▶ **PROVIDED ENTRIES**

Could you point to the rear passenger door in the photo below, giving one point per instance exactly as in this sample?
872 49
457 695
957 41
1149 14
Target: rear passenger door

▶ **PROMPT**
Please report how many lines in the listing above contain the word "rear", and give nothing but the number.

▶ **SOLUTION TO THIS EXERCISE**
2